▶ **Task details**:
Copy out exactly every line from the line containing "Reviewer check: each instance of the white tunic" until the records below end, inclusive of both boundary lines.

▶ **Given information**:
## BEGIN
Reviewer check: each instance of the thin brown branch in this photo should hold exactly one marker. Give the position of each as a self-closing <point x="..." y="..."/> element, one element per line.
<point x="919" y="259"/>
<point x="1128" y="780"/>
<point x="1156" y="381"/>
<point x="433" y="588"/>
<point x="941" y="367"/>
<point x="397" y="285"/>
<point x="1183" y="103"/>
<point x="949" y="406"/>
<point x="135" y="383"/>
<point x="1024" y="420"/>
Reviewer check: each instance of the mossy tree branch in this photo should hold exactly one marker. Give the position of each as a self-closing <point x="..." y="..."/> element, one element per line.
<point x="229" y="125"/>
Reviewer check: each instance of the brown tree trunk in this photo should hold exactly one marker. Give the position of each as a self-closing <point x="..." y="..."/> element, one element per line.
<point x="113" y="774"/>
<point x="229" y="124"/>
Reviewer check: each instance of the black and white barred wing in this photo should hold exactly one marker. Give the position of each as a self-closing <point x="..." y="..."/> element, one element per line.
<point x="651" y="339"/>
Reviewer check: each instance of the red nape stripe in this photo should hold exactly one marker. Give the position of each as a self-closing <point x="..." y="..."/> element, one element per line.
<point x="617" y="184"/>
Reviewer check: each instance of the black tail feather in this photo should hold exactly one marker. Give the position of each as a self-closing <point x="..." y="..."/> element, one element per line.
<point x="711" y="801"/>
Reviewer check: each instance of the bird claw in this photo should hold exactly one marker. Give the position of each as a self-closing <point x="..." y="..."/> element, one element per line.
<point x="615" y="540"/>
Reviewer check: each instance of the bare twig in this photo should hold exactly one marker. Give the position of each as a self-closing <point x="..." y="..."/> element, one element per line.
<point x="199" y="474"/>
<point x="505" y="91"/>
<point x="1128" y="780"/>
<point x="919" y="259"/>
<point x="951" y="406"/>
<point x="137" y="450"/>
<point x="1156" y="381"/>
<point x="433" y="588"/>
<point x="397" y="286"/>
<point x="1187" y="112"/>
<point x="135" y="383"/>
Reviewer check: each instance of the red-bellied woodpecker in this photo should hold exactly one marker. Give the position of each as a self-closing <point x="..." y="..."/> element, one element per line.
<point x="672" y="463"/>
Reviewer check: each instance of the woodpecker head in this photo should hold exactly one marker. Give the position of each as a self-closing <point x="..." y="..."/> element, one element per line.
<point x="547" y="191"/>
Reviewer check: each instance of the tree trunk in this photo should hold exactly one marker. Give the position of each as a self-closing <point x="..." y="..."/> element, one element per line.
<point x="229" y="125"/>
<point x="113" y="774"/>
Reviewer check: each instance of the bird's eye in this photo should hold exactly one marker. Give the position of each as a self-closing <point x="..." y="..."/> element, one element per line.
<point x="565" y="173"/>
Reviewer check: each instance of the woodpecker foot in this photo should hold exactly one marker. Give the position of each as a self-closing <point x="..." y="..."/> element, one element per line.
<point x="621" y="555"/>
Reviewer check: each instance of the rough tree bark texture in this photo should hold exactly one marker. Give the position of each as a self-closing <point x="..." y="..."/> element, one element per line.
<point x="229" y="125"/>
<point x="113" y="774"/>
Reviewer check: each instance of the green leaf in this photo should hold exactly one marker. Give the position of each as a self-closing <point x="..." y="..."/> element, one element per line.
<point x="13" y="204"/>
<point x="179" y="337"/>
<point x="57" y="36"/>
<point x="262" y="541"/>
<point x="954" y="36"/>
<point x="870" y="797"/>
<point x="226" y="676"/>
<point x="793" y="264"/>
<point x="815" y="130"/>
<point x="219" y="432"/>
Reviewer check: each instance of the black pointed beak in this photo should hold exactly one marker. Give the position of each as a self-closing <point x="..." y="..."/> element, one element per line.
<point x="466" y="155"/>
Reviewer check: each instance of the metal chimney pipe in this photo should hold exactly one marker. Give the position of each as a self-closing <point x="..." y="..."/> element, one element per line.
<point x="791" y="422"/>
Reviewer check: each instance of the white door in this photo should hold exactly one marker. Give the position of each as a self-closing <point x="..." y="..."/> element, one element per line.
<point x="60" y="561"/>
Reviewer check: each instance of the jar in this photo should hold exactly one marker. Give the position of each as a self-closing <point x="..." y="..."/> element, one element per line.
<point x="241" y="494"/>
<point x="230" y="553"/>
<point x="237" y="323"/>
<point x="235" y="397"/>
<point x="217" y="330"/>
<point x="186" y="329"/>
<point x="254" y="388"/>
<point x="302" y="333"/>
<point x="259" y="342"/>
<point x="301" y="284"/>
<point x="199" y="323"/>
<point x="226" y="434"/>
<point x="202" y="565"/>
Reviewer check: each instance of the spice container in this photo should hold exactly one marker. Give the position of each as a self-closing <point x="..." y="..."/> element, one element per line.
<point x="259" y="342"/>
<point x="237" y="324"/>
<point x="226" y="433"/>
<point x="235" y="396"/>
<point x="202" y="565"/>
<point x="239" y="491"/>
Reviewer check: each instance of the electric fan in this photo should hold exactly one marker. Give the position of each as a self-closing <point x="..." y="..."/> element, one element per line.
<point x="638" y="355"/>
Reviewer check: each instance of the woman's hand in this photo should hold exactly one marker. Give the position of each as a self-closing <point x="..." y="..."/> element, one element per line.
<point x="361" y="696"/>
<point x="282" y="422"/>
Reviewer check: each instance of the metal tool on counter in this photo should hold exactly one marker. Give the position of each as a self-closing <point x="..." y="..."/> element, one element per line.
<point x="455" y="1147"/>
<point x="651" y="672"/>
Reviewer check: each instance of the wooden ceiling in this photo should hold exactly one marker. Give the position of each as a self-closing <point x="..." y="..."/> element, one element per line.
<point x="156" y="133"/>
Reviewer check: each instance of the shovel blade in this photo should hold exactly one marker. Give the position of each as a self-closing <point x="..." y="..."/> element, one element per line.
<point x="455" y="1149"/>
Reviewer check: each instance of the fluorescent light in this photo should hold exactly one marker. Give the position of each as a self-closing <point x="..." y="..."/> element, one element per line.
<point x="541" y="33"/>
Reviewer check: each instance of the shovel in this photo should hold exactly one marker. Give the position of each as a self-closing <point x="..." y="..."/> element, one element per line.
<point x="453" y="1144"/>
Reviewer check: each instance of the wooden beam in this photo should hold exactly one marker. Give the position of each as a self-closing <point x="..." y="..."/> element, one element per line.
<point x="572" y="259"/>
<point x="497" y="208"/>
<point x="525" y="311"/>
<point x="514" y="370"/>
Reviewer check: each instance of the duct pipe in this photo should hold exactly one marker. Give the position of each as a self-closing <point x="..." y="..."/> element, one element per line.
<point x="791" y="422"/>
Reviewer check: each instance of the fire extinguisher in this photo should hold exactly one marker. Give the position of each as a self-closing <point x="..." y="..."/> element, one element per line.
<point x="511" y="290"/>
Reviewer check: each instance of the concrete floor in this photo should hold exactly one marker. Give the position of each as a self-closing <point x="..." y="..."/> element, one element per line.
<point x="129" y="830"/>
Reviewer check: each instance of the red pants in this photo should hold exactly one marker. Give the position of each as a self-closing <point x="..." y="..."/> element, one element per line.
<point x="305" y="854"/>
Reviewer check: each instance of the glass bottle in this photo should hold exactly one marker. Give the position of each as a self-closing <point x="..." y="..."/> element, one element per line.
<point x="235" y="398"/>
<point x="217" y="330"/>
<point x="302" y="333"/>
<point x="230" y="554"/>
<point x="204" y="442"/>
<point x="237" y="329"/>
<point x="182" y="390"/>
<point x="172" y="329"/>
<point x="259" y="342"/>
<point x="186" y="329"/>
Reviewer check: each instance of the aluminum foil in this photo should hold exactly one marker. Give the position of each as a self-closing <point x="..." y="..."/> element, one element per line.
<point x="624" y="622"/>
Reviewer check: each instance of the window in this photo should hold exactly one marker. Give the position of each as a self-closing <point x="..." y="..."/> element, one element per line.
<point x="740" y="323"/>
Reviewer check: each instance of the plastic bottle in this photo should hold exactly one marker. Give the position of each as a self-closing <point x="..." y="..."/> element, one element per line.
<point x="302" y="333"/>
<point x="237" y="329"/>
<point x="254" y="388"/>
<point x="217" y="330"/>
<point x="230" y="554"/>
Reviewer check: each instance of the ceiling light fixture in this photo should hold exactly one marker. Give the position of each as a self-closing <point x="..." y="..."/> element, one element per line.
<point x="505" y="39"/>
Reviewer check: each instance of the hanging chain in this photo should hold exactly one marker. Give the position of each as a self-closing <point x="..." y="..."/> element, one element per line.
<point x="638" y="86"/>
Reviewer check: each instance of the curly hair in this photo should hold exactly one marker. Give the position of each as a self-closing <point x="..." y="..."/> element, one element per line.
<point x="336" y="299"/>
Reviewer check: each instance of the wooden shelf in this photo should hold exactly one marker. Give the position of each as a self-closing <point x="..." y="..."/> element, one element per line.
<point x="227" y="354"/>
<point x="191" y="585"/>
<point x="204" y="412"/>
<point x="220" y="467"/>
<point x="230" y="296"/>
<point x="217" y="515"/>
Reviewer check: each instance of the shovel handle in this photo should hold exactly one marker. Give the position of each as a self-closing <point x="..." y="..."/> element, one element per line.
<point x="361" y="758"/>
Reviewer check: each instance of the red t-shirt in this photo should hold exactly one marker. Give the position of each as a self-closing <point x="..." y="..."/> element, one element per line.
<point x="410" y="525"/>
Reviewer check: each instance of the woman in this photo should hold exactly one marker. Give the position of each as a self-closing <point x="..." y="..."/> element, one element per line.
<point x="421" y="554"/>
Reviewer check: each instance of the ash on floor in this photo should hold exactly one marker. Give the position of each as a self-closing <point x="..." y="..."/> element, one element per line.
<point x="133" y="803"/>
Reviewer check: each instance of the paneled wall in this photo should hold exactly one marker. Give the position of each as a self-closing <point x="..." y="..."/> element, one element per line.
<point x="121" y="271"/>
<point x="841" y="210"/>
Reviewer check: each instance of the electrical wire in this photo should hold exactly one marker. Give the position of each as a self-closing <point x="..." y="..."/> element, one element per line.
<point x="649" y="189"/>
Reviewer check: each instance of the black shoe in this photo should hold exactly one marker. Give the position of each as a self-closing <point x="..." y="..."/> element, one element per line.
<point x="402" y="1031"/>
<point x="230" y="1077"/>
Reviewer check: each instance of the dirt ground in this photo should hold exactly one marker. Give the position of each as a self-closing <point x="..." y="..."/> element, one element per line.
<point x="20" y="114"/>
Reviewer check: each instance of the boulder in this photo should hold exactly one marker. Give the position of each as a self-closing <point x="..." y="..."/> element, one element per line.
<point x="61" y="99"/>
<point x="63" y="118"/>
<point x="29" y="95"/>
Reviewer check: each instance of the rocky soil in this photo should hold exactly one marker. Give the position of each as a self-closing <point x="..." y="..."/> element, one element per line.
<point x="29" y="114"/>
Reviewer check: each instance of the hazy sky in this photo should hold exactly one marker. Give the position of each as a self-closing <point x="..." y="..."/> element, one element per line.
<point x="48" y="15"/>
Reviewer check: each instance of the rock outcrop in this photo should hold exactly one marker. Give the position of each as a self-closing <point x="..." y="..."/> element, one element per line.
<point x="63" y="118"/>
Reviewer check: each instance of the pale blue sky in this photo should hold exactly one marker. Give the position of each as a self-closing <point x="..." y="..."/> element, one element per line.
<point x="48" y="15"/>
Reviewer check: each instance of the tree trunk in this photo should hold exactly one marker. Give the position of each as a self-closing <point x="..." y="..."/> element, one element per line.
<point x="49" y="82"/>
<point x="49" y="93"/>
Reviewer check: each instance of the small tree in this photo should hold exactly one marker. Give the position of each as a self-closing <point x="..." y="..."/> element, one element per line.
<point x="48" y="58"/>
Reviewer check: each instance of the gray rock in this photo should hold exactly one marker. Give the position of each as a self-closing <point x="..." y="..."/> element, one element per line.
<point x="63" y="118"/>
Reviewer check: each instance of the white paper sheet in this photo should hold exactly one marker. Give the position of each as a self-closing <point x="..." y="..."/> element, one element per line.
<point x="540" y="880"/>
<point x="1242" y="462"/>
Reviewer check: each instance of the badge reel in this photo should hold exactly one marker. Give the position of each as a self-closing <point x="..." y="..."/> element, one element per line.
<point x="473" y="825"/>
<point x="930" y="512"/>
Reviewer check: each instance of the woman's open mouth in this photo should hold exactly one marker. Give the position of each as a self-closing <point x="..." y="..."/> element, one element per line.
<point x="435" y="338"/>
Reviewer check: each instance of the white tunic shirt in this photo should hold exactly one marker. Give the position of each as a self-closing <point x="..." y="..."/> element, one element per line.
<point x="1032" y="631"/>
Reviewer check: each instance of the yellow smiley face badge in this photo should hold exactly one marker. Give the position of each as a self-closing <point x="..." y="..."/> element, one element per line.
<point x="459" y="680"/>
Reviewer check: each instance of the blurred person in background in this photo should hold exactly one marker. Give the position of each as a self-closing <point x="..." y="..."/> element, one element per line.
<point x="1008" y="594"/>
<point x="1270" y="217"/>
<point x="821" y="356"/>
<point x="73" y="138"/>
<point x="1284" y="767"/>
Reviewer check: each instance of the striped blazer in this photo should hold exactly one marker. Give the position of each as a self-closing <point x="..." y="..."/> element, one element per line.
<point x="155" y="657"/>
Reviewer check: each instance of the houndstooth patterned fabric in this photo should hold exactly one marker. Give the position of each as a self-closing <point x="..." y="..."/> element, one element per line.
## END
▶ **Response to this exercise**:
Reviewer check: each instance of the white tunic shirt in this photo should hold exactly one marker. Give the position of each as a self-closing <point x="..." y="..."/> element, one element per line.
<point x="1032" y="631"/>
Reviewer check: each instance of the yellow smiley face badge in this photo should hold exactly one marker. Give the position of each as a self-closing <point x="..." y="..."/> element, one element per line.
<point x="459" y="680"/>
Reviewer check: each instance of the blurred person in background in this photo should hold exactly one marker. Give the position of each as a self-closing <point x="..." y="..."/> element, one element per line.
<point x="1008" y="594"/>
<point x="1270" y="217"/>
<point x="821" y="356"/>
<point x="73" y="138"/>
<point x="1284" y="767"/>
Reviewer check: each instance of the striped blazer in this photo should hold exactly one marker. Give the position of each as a self-closing <point x="..." y="..."/> element, one element per line.
<point x="155" y="657"/>
Reviewer check: each instance of the houndstooth patterned fabric in this photo should hold exactly one marker. Give the position of each as a self-closing <point x="..." y="..."/> element, one element per line.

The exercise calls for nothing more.